### RECORDS FOR THIS TASK:
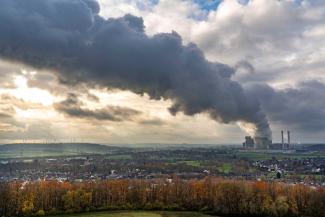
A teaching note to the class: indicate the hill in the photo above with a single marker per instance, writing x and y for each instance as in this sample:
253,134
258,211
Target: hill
27,150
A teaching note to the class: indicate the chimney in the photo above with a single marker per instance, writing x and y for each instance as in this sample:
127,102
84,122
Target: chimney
282,139
288,139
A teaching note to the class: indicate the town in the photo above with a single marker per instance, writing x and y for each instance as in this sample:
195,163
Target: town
234,162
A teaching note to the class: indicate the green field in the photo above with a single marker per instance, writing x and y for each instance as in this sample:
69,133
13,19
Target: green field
119,157
138,214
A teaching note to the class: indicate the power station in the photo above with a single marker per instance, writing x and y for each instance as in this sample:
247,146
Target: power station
264,143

### WORK REQUIRED:
Which lines run from the one containing "Target: hill" to the end of the records? Transcribe exactly those, both ends included.

### WRITTEN SOLUTION:
Target: hill
27,150
A teaching note to the class: indicate the chimney in the photo above with a single marker per instance, writing x and y for each instance as in this sample:
127,102
84,122
Target: chimney
282,139
288,139
A teaching note to the class: indicate the town in the photo above with a single marker per instance, writing x and y for each instance as in this sample:
195,163
Target: town
234,162
A teaching note to the class: indicate the green field in the photo above with a single marker per instance, writing x and y for each instance as in this sample:
69,133
13,19
Target: green field
119,157
138,214
A teaching note to the class: indicate the power station in the photo above with a single marker per instance, writing x and y for each instance as in this sample:
247,146
Target: power station
264,143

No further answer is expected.